---------- Page text ----------
The Next Challenge: Not Too Many People, But Too Few?

If the world follows the demographic habits of Europe — and that’s a big if — by the year 2200 it could be home to a population of less than half its current level, living in housing built for almost three times that number.

With the global population estimated to pass 7 billion on October 31, many of policymakers’ short-term worries revolve around providing resources for the additional 2-3 billion people expected to be born in the next half-century.

Numbers of this magnitude inevitably conjure up terrifying visions of shortage and chaos. But in fact improvements in food production and technology have allowed population growth to continue unimpeded and relatively smoothly, and the real potential nightmare is of a rapidly aging population, combined with collapsing birthrates in both rich and poor states.

Many demographers and long-term planners say the challenge for the next century will be less dealing with growing numbers of people and more managing the much larger population of aged and perhaps dependent people while finding new strategies to deliver prosperity, jobs and essential services.

The trend has already contributed to the current global financial crisis by driving up health and social care bills and perhaps also undermining productivity. But while politicians tie themselves in knots over short-term worries, experts say there is not enough discussion of longer-term demographic challenges.

“It’s not a world that’s going to look anything like any world or population that has existed before,” says Jack Goldstone, professor of public policy and a leading demographics expert at Washington’s George Mason University.

“We thought that overpopulation was going to force humanity to expand outward to the stars. That doesn’t look like the problem at all. And the policy framework isn’t set up at all to handle these longer-term issues.”
----------
> **Instruction a**: In the records, rewrite the lines from the line with "white duck's head" to the line with "pixel 211 432", changing "duck foot" to "duck wing" and leaving the rest of those lines unchanged.
The article and the records have no connection to each other.
---------- Dataset ----------
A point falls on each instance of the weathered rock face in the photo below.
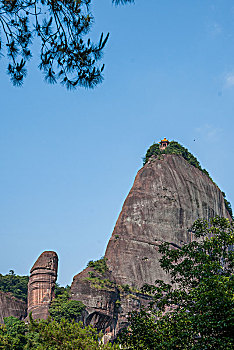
(43, 276)
(107, 304)
(11, 306)
(167, 196)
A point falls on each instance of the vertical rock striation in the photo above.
(43, 276)
(11, 306)
(167, 196)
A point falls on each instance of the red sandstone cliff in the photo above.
(11, 306)
(41, 284)
(167, 196)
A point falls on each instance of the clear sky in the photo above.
(68, 159)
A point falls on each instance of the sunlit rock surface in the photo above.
(11, 306)
(167, 196)
(43, 276)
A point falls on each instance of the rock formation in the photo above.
(43, 276)
(167, 196)
(11, 306)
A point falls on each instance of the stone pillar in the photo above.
(43, 276)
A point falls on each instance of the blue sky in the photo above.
(68, 159)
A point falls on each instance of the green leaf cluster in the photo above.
(199, 313)
(15, 284)
(99, 265)
(49, 335)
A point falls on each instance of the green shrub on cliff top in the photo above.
(174, 148)
(99, 265)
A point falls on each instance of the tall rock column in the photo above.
(167, 196)
(43, 276)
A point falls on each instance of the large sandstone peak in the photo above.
(43, 276)
(11, 306)
(167, 196)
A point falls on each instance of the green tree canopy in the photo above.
(67, 56)
(49, 335)
(199, 313)
(176, 148)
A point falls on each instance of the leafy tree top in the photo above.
(48, 334)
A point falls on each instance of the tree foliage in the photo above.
(15, 284)
(199, 313)
(67, 56)
(49, 335)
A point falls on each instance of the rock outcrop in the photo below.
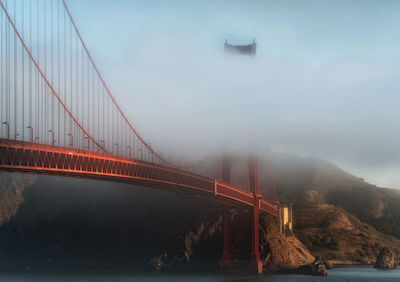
(385, 260)
(279, 252)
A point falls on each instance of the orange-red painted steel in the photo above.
(30, 157)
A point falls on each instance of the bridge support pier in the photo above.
(235, 226)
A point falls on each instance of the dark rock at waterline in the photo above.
(317, 267)
(385, 259)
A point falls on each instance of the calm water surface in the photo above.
(337, 274)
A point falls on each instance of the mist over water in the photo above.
(323, 82)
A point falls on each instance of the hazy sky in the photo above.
(324, 82)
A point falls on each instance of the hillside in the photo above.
(307, 180)
(336, 214)
(67, 224)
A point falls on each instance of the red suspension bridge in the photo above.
(59, 117)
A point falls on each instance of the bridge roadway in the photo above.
(28, 157)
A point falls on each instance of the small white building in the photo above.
(286, 218)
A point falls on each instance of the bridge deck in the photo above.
(21, 156)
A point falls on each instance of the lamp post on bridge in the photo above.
(84, 146)
(116, 144)
(8, 128)
(30, 132)
(104, 144)
(71, 144)
(52, 136)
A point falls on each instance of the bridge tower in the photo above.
(238, 230)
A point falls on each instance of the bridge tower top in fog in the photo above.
(241, 49)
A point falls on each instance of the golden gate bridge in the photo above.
(59, 117)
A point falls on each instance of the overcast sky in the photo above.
(324, 82)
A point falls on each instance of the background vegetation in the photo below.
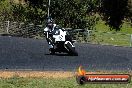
(101, 16)
(69, 13)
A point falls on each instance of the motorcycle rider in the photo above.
(48, 32)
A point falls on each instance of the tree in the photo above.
(69, 13)
(113, 12)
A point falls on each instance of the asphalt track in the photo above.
(31, 54)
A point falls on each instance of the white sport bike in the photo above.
(61, 41)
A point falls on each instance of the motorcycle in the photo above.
(61, 41)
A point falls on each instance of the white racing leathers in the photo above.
(47, 30)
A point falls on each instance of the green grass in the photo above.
(53, 83)
(103, 35)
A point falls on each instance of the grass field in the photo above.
(67, 80)
(103, 35)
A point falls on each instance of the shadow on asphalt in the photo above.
(59, 54)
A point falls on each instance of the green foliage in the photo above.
(114, 12)
(5, 10)
(68, 13)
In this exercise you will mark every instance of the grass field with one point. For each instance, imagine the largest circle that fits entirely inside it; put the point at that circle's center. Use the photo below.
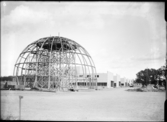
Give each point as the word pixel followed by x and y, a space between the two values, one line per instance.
pixel 115 104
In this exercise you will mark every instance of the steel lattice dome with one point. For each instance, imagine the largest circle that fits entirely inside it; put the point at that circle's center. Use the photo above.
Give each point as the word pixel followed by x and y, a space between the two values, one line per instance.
pixel 54 63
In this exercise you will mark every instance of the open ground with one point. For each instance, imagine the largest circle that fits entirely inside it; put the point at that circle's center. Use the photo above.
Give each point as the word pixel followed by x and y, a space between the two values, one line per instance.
pixel 115 104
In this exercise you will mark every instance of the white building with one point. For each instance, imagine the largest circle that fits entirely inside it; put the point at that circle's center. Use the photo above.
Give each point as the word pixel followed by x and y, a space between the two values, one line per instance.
pixel 108 80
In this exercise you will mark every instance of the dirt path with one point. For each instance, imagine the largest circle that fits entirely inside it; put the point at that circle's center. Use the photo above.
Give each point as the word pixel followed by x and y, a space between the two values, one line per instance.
pixel 108 104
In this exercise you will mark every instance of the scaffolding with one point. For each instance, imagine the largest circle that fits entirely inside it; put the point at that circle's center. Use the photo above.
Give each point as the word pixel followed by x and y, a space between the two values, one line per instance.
pixel 55 63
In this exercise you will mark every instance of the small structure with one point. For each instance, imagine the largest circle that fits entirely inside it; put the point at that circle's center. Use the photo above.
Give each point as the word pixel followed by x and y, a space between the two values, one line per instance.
pixel 55 63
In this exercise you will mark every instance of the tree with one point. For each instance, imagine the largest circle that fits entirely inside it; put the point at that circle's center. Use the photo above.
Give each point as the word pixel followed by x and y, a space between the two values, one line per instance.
pixel 152 76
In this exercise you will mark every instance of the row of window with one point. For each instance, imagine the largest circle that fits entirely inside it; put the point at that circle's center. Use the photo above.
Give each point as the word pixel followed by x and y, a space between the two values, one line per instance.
pixel 84 84
pixel 89 76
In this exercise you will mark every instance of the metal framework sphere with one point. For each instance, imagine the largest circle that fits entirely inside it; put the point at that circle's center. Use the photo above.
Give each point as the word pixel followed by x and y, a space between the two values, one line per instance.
pixel 55 63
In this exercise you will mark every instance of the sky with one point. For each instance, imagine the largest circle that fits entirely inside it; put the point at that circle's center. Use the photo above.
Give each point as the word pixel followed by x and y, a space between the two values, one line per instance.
pixel 121 37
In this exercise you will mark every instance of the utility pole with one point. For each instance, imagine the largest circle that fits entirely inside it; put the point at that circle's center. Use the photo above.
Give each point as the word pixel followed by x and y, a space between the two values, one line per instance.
pixel 20 97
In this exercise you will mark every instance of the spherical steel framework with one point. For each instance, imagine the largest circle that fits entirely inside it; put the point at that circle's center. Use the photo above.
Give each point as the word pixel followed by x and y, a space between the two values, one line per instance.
pixel 55 63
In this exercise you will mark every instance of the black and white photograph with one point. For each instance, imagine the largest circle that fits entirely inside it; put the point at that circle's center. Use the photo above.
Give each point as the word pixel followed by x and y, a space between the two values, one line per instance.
pixel 83 61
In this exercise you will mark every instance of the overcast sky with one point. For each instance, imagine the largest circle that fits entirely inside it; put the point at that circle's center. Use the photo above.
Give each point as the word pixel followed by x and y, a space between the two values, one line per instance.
pixel 121 37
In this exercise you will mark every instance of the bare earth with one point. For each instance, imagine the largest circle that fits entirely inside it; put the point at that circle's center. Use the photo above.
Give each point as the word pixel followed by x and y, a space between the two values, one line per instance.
pixel 115 104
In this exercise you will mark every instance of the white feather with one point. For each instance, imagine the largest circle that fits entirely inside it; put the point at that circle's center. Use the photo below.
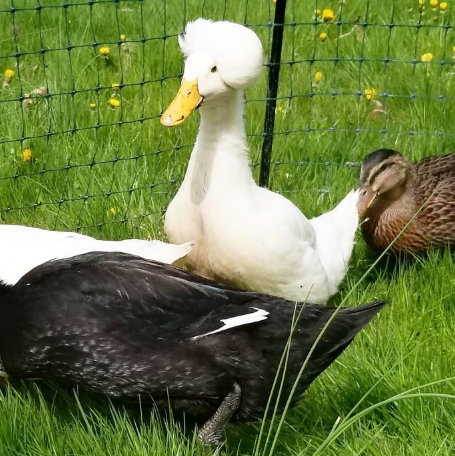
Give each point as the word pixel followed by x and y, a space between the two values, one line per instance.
pixel 23 248
pixel 240 320
pixel 247 235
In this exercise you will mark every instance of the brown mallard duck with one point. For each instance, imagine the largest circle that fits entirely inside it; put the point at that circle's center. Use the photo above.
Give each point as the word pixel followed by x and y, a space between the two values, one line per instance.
pixel 392 190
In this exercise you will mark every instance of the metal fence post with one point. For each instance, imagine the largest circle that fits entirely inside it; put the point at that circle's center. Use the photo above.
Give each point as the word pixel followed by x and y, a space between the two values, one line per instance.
pixel 274 75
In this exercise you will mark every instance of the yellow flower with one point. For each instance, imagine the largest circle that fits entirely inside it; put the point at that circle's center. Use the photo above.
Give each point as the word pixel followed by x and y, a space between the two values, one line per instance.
pixel 428 57
pixel 9 75
pixel 370 93
pixel 327 14
pixel 104 51
pixel 113 103
pixel 27 155
pixel 317 76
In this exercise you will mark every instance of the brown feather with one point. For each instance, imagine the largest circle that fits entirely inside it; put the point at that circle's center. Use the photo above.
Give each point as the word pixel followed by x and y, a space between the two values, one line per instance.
pixel 430 187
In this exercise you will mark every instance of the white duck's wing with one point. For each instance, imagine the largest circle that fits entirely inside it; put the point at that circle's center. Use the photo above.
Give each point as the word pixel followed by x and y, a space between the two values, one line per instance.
pixel 23 248
pixel 335 235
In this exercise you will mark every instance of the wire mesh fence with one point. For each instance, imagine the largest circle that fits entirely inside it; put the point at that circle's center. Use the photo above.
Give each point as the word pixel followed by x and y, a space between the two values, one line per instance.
pixel 84 83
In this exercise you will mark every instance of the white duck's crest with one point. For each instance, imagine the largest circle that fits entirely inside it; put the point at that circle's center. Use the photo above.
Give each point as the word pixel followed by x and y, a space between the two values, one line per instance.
pixel 226 42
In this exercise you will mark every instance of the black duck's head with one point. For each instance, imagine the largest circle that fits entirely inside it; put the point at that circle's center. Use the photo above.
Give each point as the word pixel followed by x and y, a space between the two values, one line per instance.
pixel 382 179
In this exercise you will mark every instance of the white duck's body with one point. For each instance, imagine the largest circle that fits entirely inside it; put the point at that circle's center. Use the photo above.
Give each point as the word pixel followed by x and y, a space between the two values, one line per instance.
pixel 22 248
pixel 244 234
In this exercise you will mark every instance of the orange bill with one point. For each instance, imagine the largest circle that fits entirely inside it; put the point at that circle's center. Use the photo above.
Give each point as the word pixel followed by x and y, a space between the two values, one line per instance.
pixel 185 102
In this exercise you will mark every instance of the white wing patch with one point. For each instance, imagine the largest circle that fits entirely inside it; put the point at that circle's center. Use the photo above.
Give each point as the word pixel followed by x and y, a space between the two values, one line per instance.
pixel 241 320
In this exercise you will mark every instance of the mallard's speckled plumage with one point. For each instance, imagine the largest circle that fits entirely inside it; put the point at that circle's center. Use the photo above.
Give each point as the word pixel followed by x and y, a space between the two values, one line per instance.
pixel 392 192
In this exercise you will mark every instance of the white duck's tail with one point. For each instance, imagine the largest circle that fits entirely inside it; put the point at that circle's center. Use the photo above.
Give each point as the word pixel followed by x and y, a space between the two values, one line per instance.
pixel 335 234
pixel 152 250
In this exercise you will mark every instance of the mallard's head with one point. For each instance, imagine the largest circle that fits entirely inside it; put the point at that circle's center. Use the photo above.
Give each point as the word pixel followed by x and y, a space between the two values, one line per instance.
pixel 382 179
pixel 220 57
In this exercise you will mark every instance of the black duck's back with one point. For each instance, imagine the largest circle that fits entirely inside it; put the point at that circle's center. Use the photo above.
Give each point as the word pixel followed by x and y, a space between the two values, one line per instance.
pixel 127 327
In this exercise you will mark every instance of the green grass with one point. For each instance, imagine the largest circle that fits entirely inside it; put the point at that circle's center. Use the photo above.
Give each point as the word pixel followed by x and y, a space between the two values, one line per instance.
pixel 114 181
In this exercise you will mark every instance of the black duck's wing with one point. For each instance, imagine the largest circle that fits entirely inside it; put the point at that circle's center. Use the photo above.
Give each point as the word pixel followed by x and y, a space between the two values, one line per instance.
pixel 121 292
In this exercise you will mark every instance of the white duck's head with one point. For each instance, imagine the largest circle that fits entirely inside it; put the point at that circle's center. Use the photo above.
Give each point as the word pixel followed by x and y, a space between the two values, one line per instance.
pixel 221 57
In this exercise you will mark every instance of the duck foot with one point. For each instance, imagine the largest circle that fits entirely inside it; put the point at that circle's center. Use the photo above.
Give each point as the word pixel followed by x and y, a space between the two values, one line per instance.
pixel 211 432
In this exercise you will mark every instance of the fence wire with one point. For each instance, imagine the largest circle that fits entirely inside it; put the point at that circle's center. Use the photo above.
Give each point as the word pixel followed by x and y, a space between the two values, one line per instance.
pixel 84 83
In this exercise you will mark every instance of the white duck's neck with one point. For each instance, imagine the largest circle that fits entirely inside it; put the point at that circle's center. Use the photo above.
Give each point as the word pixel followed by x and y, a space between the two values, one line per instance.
pixel 220 156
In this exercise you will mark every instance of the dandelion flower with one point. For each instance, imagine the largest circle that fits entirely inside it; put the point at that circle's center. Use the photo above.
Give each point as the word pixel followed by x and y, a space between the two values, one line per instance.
pixel 27 155
pixel 9 75
pixel 327 14
pixel 113 103
pixel 104 51
pixel 317 76
pixel 370 93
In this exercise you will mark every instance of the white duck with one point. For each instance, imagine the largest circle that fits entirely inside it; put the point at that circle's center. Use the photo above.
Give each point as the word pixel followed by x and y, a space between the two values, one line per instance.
pixel 244 234
pixel 22 248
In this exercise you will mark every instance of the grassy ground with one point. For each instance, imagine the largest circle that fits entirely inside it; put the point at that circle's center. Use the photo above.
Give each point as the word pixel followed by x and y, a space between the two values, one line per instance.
pixel 111 173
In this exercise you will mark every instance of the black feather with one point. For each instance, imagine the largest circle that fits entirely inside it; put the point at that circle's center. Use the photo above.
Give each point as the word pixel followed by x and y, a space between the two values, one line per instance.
pixel 124 326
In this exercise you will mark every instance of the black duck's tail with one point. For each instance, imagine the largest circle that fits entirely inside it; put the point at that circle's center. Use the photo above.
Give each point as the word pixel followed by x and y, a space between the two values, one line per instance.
pixel 337 336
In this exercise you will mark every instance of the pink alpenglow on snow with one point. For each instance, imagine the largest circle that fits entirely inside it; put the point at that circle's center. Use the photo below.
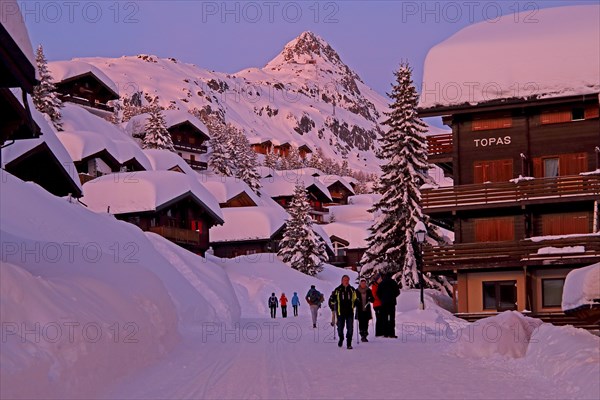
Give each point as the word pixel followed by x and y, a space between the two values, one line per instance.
pixel 556 55
pixel 582 287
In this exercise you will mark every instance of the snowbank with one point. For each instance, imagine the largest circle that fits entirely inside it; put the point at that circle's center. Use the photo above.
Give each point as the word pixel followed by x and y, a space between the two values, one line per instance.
pixel 562 354
pixel 582 287
pixel 256 276
pixel 567 355
pixel 516 56
pixel 145 191
pixel 506 334
pixel 81 290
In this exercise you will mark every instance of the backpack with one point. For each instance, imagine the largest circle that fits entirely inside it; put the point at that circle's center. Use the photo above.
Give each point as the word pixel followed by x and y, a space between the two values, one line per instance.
pixel 315 297
pixel 272 301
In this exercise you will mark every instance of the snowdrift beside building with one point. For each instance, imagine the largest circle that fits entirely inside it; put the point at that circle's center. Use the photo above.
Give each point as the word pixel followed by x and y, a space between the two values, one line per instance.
pixel 82 290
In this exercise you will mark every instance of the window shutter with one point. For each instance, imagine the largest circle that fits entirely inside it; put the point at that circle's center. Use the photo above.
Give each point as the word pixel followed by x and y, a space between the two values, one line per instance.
pixel 537 168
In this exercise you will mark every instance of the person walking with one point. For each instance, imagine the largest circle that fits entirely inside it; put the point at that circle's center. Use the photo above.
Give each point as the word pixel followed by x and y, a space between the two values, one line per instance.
pixel 283 302
pixel 332 307
pixel 364 298
pixel 295 303
pixel 377 306
pixel 345 298
pixel 273 303
pixel 388 291
pixel 314 298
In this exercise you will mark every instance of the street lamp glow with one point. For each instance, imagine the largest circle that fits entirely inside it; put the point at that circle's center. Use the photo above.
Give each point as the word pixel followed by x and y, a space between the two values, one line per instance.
pixel 420 231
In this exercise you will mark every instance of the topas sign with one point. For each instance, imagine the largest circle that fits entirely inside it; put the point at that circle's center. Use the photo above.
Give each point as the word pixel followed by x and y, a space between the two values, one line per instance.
pixel 486 142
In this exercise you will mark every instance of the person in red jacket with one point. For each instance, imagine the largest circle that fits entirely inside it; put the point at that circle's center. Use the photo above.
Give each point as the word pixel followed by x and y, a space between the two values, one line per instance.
pixel 283 303
pixel 379 322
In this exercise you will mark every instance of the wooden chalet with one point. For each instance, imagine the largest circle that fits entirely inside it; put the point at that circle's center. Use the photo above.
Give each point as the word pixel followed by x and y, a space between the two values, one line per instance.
pixel 184 214
pixel 525 201
pixel 81 83
pixel 249 230
pixel 16 71
pixel 189 136
pixel 339 189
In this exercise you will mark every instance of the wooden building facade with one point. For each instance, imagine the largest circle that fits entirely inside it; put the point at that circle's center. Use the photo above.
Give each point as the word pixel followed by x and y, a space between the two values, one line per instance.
pixel 524 205
pixel 190 143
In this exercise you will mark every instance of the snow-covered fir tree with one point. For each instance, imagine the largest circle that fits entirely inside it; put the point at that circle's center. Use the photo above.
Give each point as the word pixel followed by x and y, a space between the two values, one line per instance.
pixel 246 160
pixel 316 159
pixel 293 159
pixel 219 159
pixel 403 149
pixel 300 246
pixel 45 98
pixel 156 134
pixel 271 159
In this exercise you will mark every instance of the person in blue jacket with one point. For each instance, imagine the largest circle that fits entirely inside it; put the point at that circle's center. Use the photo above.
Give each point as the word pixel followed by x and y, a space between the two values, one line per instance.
pixel 295 303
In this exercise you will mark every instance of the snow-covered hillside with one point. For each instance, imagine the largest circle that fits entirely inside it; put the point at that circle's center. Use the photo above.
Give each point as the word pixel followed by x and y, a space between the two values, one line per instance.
pixel 305 95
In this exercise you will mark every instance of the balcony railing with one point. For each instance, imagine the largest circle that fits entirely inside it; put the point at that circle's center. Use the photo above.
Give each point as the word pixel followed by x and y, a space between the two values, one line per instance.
pixel 439 144
pixel 198 165
pixel 194 148
pixel 85 102
pixel 508 193
pixel 177 235
pixel 566 250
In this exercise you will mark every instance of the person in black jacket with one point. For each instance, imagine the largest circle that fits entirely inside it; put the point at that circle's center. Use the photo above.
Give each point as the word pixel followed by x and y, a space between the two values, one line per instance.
pixel 345 299
pixel 364 298
pixel 387 292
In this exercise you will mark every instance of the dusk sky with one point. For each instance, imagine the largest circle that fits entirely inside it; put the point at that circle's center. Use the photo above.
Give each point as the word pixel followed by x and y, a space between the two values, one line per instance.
pixel 371 37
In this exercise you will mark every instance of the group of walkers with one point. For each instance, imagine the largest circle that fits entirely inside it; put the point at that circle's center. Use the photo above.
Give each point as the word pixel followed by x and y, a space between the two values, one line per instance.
pixel 347 304
pixel 273 303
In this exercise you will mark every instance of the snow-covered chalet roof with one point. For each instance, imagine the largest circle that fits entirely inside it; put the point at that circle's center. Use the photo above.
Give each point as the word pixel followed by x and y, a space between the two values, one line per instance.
pixel 86 134
pixel 248 223
pixel 277 186
pixel 65 70
pixel 176 117
pixel 329 180
pixel 356 233
pixel 133 192
pixel 165 160
pixel 554 53
pixel 12 20
pixel 48 136
pixel 226 188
----------
> **Instruction b**: In the article on world population, on what date was the global population estimated to pass 7 billion?

> **Full answer a**:
In this exercise you will mark every instance of the white duck's head with one point. For each instance, imagine the largest circle that fits entirely inside it; put the point at that circle's center. Use the photo above.
Give each point as the word pixel followed by x and y, a space between the two values, one line per instance.
pixel 221 57
In this exercise you will mark every instance of the duck wing with one point. For each instance, imagine the largest circle that fits entirely inside it; put the point at that circle's center. Use the photo above.
Give each point as the word pixel followed by x and y, a space between the two values, one line per instance.
pixel 211 432

> **Full answer b**: October 31